(What is required)
Which lines below contain the word "positive"? Copy each of those lines out in full.

Collected data
┌──
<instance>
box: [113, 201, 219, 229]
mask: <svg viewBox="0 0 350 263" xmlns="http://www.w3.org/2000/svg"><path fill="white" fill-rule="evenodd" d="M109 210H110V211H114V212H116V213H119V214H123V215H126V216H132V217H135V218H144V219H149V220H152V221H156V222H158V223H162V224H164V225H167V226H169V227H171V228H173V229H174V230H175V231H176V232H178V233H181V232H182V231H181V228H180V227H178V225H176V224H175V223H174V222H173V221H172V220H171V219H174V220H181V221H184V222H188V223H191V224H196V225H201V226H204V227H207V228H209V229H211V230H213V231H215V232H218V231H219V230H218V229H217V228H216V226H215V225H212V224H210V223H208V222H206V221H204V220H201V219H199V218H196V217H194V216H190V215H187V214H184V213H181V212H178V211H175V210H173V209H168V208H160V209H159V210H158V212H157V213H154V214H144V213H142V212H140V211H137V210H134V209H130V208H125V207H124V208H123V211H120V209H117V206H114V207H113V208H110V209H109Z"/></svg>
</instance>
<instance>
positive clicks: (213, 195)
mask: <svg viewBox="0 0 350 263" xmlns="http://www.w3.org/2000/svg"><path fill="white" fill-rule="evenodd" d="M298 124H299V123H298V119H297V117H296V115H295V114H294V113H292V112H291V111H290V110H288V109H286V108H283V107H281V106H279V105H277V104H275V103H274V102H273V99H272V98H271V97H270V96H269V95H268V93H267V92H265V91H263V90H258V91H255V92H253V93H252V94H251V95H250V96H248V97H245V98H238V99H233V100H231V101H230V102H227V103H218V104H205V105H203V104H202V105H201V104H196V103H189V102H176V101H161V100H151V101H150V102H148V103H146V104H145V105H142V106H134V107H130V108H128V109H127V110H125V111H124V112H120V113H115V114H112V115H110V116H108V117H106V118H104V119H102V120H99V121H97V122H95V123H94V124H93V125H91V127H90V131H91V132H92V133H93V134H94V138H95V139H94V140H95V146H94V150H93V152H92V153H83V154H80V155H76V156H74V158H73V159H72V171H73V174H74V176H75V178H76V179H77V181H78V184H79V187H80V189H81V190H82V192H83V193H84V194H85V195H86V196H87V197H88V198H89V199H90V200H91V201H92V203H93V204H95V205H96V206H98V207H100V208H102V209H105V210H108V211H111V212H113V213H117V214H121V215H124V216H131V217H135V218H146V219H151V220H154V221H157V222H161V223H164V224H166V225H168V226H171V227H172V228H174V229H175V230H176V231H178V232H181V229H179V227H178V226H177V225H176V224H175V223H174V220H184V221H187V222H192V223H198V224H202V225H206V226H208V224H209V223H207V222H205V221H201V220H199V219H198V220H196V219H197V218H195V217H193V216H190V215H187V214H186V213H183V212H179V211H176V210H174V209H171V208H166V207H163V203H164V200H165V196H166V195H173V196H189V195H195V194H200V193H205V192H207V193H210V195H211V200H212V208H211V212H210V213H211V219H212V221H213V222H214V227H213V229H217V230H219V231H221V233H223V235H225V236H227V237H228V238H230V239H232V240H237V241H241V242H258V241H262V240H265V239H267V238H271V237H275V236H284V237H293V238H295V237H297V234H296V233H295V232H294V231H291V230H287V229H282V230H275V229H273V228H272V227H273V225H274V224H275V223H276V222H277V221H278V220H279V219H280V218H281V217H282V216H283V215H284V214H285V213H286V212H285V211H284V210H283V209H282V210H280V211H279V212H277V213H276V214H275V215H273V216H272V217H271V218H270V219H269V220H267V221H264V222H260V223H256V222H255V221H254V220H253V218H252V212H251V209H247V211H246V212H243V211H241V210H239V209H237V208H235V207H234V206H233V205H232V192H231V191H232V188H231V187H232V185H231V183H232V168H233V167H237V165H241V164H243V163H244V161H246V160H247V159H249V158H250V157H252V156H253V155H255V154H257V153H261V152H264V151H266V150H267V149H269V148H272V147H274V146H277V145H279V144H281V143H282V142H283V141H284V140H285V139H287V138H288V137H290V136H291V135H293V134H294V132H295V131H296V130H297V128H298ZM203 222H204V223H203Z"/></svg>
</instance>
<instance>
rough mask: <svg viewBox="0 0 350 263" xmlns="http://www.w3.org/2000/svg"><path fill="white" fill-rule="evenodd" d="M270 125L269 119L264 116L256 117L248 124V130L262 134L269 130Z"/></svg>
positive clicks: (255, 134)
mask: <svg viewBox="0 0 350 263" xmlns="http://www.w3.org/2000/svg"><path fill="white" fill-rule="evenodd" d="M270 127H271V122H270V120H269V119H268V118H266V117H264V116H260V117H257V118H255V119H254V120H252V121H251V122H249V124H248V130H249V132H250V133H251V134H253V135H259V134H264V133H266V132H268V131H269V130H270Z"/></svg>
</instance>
└──
┌──
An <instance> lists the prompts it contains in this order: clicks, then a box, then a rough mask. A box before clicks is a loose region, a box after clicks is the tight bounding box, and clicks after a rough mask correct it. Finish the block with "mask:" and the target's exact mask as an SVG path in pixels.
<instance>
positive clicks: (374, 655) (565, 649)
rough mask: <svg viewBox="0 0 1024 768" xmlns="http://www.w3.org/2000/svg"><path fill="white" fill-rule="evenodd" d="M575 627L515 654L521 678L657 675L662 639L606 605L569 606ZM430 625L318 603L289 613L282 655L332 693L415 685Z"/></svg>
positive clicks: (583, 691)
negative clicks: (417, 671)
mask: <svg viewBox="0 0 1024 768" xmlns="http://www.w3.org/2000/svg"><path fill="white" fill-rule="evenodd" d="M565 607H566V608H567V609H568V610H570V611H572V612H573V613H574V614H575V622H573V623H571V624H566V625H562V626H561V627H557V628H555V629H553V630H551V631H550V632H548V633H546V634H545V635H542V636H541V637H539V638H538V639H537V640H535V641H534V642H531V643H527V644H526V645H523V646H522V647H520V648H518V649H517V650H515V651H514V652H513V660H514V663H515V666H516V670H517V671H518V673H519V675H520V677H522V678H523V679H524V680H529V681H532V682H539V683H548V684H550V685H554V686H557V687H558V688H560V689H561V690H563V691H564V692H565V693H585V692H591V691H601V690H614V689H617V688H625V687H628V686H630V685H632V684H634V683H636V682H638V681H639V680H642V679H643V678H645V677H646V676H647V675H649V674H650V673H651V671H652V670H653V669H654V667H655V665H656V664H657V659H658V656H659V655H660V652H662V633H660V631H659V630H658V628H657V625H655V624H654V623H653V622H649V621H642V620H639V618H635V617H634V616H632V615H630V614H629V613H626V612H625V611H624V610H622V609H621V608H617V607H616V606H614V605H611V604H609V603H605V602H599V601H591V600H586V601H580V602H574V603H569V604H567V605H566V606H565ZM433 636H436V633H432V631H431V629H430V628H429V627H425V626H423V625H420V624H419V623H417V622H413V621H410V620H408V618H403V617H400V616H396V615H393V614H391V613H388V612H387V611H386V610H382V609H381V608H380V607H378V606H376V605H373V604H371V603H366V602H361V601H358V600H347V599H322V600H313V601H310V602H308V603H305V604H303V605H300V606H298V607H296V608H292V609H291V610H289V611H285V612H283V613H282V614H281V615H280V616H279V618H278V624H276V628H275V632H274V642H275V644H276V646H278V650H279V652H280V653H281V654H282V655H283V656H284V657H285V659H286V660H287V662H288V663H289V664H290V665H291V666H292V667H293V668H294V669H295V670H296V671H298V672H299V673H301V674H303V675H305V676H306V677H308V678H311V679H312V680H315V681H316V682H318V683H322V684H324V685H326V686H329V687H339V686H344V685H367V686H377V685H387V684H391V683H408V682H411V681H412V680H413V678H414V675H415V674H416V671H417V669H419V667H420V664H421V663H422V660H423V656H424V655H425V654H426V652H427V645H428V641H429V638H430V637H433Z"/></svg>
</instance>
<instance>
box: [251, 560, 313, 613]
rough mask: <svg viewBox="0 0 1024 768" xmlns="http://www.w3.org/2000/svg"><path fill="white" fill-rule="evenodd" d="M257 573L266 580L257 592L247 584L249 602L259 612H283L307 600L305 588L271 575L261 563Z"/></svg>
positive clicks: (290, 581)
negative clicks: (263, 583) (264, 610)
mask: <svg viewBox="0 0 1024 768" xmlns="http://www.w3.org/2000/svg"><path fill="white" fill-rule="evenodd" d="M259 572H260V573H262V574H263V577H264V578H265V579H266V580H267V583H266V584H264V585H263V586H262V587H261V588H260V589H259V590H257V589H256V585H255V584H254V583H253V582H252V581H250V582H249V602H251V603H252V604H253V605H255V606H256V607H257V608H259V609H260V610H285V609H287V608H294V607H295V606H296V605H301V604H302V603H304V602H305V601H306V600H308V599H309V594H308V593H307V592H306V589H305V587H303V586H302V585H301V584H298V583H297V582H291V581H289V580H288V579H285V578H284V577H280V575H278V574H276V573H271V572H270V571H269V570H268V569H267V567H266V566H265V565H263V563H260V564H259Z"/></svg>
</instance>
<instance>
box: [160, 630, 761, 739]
└──
(Written reply)
positive clicks: (213, 195)
positive clicks: (255, 134)
positive clicks: (374, 655) (565, 649)
positive clicks: (583, 691)
positive clicks: (290, 581)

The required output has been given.